» PAGINA:
───

Pensavo di resistere per feroce idiosincrasia alla liturgia delle commemorazioni, per ferma condanna dei riti di celebrazione occasionali in favore di quotidiana rimozione. Pensavo di resistere al negazionismo di Feltri. D’altra parte è una patologia corrosiva tutta italiana. Crisi economica, mafia, xenofobia, razzismo, antisemitismo, clientelismo, corruzione vengono addomesticati e reinterpretati finchè diniego e disconoscimento diventano fenomeni difensivi, fisiologici, perfino necessari: eh certo,i rom rubano, gli ebrei sono i padroni della banche, gli immigrati ci portano via il lavoro, si sta male perché siamo stati troppo bene. E a volte le donne provocano e te le tirano via dalle mani e altre si vestono come mignotte  e l’uomo mica è di legno.

Molte di noi sono state sfortunate due volte, per aver conosciuto la violenza ed averla subita senza difesa morale, culturale, sociale, sicché alla condizione di vittima si è accompagnata la vergogna, la solitudine, l’isolamento, addirittura la colpa, la più tremenda: aver subito. Altre, io tra loro, sono state fortunate, attrezzate in famiglia al rispetto di sé, alla tutela della propria dignità, alla consapevolezza che permette quella sintesi che fa restare innocenti, integre, inviolate. Fortunate per aver incontrato uomini che si sono sottratti al pregiudizio e lo hanno sradicato da noi, uomini che sanno essere compagni, che sanno essere amanti, che sanno essere amici, uomini che hanno avuto madri che hanno insegnato loro la considerazione e la solidarietà e che l’hanno conservata per noi e ce la dedicano, che ci riservano poesia, dolcezza e carezze. E per fortuna ci sono e io li ho incontrati, uomini che si distraggono come me, piangono come me, ridono come me, con me e di sé, uomini timidi, uomini che mantengono in sé la tenera incolpevolezza di bambini, uomini che assomigliano in qualche momento agli stereotipi di genere maschile quanto in me resta traccia di quelli femminili.

───

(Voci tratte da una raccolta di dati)
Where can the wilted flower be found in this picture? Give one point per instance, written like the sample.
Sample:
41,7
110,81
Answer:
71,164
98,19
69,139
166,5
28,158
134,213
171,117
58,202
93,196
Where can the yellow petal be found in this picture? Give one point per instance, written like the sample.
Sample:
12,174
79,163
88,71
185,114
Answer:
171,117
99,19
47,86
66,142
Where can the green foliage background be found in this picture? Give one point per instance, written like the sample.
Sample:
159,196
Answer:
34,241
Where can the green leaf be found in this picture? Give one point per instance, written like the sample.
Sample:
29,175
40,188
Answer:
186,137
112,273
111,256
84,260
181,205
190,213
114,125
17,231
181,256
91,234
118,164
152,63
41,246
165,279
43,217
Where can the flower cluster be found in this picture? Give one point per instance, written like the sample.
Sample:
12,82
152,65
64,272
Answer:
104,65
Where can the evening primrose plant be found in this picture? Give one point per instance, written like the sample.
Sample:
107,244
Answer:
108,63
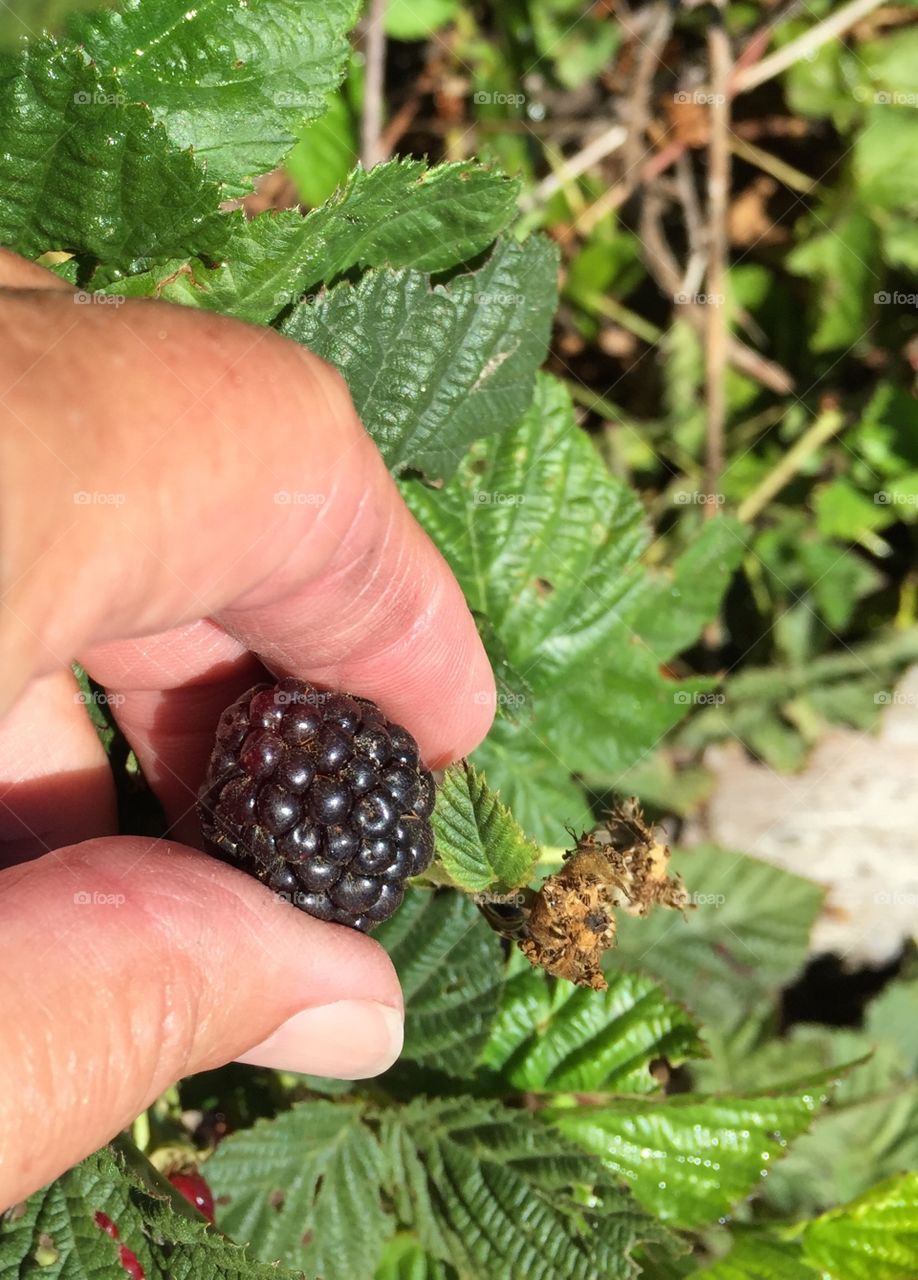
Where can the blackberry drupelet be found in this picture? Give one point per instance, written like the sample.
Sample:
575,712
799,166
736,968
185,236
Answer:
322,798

───

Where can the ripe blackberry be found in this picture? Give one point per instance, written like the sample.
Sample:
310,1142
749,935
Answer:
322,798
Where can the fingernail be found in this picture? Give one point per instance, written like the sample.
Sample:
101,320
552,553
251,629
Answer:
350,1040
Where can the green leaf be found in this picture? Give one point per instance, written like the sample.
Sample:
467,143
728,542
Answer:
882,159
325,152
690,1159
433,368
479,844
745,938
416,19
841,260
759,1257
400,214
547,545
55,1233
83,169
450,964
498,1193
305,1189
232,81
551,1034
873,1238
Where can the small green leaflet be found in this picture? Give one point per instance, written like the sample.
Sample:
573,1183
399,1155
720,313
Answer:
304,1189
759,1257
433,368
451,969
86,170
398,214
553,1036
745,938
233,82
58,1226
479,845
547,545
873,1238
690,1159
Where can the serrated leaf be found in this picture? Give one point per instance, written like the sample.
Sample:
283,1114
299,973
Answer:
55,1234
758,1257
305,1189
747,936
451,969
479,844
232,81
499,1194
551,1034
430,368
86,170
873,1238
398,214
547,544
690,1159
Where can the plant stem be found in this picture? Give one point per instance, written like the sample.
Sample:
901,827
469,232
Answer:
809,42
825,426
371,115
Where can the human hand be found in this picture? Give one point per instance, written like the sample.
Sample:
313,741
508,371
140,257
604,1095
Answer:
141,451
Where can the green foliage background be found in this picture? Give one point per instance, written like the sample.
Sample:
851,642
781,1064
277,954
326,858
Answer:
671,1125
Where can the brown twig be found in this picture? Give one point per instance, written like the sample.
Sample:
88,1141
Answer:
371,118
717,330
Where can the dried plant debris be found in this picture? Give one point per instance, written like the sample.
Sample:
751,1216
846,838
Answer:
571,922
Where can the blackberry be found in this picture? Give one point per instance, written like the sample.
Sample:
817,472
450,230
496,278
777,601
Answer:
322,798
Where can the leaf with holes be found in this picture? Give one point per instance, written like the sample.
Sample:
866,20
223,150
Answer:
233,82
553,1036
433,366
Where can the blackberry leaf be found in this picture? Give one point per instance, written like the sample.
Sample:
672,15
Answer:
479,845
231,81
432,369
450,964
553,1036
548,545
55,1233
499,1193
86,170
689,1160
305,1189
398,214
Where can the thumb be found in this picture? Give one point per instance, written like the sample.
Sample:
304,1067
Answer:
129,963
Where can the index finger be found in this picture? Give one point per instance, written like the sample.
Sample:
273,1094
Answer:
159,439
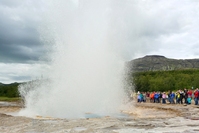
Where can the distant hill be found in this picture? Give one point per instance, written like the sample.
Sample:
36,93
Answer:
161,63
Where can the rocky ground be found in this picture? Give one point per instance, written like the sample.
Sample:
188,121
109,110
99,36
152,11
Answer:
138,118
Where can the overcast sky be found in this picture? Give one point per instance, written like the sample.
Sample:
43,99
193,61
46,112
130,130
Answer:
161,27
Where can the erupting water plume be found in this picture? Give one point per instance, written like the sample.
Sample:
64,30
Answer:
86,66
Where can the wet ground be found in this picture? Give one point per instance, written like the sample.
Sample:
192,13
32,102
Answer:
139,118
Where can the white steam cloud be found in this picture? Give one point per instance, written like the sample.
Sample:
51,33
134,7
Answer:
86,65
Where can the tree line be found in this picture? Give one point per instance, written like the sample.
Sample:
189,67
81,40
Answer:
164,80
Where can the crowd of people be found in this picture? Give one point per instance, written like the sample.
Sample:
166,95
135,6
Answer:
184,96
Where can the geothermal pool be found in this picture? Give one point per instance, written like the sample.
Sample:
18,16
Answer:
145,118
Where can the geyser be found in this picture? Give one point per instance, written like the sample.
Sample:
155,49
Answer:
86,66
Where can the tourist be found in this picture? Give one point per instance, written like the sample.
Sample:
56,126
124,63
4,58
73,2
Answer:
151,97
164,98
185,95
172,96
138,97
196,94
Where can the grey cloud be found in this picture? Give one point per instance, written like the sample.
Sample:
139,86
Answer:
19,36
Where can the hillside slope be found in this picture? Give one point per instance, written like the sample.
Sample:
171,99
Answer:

───

» COMPITO SCRITTO: Continua il testo sulla violenza contro le donne partendo dalla sua ultima frase.

» RISULTATO:
Ma forse sono stata fortunata anche perché le donne ormai adulte, mature, quelle che hanno subito un affronto, che sono state ferite nella loro adolescenza e giovinezza, per uno strano paradosso, l’hanno patito quando questo paese era più giovane e certamente più appassionato e innocente. Perché erano tempi nei quali si combatteva per conquiste di genere, di civiltà e di laicità, perché ci si sentiva forti della debolezza sopportata per millenni, che diventava l’arma per conquistare, non solo a proprio nome, diritti, libertà, prerogative, compreso il piacere, compreso l’amore fuori dai vincoli convenzionali, compresa la possibilità di vivere inclinazioni e gusti senza vergogna.

Oggi il  ricatto senza riscatto è sistema di governo, l’ingiustizia è favorita e assolta, la disuguaglianza è imperio per stabilire la superiorità di chi detiene potere, anche quello misero e usurpato dentro a una famiglia, lo sfruttamento è legge economica, la differenza è una colpa. È stato sempre così, ma dopo il secolo breve, pensavamo, donne che erano state un’avanguardia culturale, e uomini, magari un po’ spaesati, che i prezzi pagati dal tempo segnato dai misfatti più orrendi, dalle carneficine più sanguinose, dai crimini più disumani ci avesse riscattato dalla vergogna della rinuncia ai nostri diritti, dalla pena di pentirci delle nostre conquiste, perché siamo costretti a pagarle due volte, come persone e come donne, o neri, o omosessuali, o rom, o marginali, o malati, o ribelli, o semplicemente poveri, sempre più poveri. E per sovrapprezzo, donne. Si, e per di più, donne, o per meno.